**TASK REQUIREMENTS:** Could you write out, exactly and with no pictures, every line from the one containing "Target: airplane" through the last line of the entries?

**RECORDS PROVIDED:**
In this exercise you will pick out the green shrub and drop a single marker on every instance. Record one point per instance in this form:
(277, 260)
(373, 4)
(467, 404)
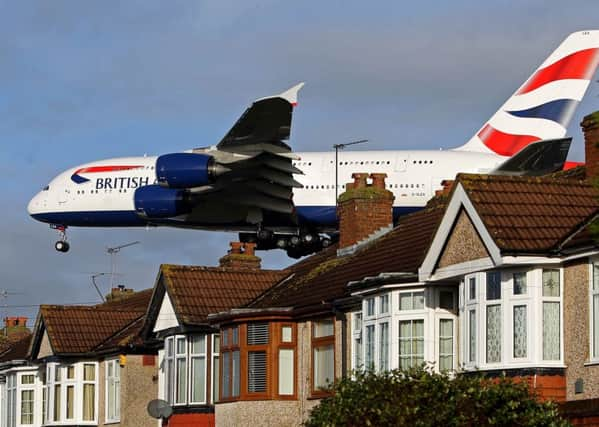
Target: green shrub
(419, 397)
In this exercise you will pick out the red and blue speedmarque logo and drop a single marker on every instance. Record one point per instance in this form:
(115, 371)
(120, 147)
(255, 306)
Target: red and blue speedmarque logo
(78, 179)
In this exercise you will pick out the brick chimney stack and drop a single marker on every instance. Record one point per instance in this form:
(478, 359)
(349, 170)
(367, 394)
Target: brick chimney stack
(241, 256)
(364, 208)
(590, 128)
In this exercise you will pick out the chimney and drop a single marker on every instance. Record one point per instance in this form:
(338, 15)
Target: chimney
(15, 327)
(119, 293)
(590, 128)
(241, 256)
(363, 208)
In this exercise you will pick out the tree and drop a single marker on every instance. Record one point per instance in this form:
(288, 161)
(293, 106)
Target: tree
(420, 397)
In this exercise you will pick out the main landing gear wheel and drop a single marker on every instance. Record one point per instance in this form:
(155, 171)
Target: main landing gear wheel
(62, 245)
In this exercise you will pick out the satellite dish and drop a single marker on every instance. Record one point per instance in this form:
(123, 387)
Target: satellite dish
(159, 408)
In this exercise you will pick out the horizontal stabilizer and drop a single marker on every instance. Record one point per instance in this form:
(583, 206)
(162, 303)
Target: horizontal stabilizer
(536, 159)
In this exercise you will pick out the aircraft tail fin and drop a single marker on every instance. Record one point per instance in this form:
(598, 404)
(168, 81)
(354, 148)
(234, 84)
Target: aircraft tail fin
(543, 106)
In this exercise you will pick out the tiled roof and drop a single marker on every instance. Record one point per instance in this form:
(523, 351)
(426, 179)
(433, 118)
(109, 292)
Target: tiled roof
(323, 277)
(198, 291)
(81, 329)
(531, 214)
(16, 350)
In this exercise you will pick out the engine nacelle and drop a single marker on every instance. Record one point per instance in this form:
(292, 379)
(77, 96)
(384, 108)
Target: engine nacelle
(154, 201)
(185, 170)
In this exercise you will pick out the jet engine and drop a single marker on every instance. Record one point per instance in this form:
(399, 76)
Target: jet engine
(185, 170)
(154, 201)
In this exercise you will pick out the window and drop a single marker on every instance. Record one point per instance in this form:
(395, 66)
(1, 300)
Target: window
(551, 314)
(411, 301)
(493, 333)
(323, 350)
(493, 285)
(357, 333)
(472, 336)
(231, 370)
(113, 390)
(411, 343)
(384, 346)
(519, 283)
(520, 330)
(185, 369)
(595, 312)
(445, 344)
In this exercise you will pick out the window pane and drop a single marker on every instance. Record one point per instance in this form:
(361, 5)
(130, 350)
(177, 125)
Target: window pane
(181, 389)
(446, 300)
(257, 333)
(445, 344)
(551, 283)
(472, 336)
(551, 331)
(324, 366)
(286, 371)
(520, 333)
(370, 307)
(384, 303)
(519, 283)
(236, 373)
(198, 386)
(369, 358)
(384, 346)
(198, 344)
(89, 372)
(70, 402)
(493, 285)
(256, 371)
(472, 288)
(323, 328)
(493, 333)
(89, 409)
(27, 406)
(286, 334)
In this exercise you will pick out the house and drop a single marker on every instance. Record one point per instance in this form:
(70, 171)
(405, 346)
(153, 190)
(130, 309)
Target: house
(92, 365)
(189, 358)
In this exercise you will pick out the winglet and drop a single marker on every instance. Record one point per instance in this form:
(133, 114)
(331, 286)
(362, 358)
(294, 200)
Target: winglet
(290, 95)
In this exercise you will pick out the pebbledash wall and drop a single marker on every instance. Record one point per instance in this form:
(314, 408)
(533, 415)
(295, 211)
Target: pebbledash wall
(288, 413)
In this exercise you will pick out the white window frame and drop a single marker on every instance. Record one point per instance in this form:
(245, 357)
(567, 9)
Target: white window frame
(112, 381)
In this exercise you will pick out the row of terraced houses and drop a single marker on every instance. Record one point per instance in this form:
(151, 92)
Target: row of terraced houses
(497, 275)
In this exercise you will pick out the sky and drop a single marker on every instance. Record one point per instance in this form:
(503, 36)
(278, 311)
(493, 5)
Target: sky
(83, 81)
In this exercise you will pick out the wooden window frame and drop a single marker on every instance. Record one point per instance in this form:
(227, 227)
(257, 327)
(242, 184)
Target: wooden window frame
(316, 343)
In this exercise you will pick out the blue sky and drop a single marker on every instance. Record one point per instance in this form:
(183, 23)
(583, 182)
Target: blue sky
(81, 81)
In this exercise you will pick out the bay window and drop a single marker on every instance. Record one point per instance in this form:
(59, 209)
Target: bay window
(186, 368)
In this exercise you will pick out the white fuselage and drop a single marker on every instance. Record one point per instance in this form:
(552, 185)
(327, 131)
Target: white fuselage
(102, 193)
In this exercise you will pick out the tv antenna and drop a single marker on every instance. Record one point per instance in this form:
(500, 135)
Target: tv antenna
(338, 147)
(112, 252)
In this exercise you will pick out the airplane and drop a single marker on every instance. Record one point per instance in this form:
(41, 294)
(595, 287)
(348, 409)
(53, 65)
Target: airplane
(252, 182)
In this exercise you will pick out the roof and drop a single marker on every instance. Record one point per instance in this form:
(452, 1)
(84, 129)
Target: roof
(324, 276)
(195, 292)
(532, 214)
(16, 350)
(83, 329)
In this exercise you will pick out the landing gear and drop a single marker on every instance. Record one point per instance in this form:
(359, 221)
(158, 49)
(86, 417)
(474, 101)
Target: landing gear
(296, 245)
(62, 245)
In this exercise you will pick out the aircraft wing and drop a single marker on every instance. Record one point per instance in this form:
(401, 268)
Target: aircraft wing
(256, 179)
(266, 121)
(536, 159)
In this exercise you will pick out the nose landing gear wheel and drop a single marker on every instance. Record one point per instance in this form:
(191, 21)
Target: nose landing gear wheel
(62, 246)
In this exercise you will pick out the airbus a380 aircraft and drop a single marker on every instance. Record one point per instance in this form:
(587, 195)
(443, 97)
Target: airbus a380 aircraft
(251, 182)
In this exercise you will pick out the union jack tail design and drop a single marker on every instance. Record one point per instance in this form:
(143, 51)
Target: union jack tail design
(543, 106)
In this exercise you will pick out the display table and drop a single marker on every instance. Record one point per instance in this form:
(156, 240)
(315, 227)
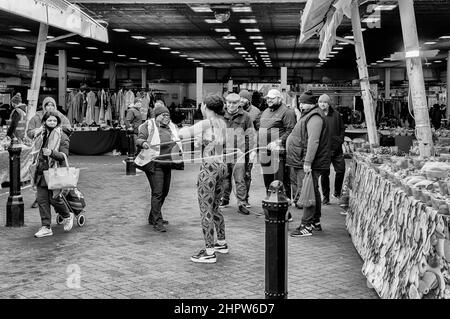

**EXERCISE RESPONSE:**
Target: airplane
(252, 182)
In this exercise you will pick out the roof and drop a single marker on every instance. Record one point per instance in this form:
(452, 1)
(84, 129)
Target: roof
(324, 276)
(195, 292)
(532, 214)
(16, 350)
(83, 329)
In this exercise you will pick out the landing gear and drop a single marker on every instance. Record one point per instance in this form:
(359, 221)
(158, 49)
(86, 417)
(474, 101)
Target: landing gear
(296, 245)
(62, 245)
In this exercise you will pick out the aircraft wing and drop a single marker on every instance. Record one point per instance in this form:
(401, 268)
Target: aircraft wing
(256, 179)
(266, 121)
(536, 159)
In this exercise you will pick out the nose landing gear wheel and drop a single marker on every instance. Record one point per instance in this form:
(191, 21)
Target: nose landing gear wheel
(62, 246)
In this exercise you will pick out the airbus a380 aircraft and drop a single marker on every instance. Record one point per instance in this form:
(587, 195)
(443, 97)
Target: airbus a380 aircraft
(251, 182)
In this exercise you will pick out the union jack tail design and drop a single marker on every instance. Record one point per instance in this form:
(143, 51)
Target: union jack tail design
(543, 106)
In this exercise you will pick out the display table and drop a single marker on every instance. Record one point per instance in this form:
(156, 240)
(315, 227)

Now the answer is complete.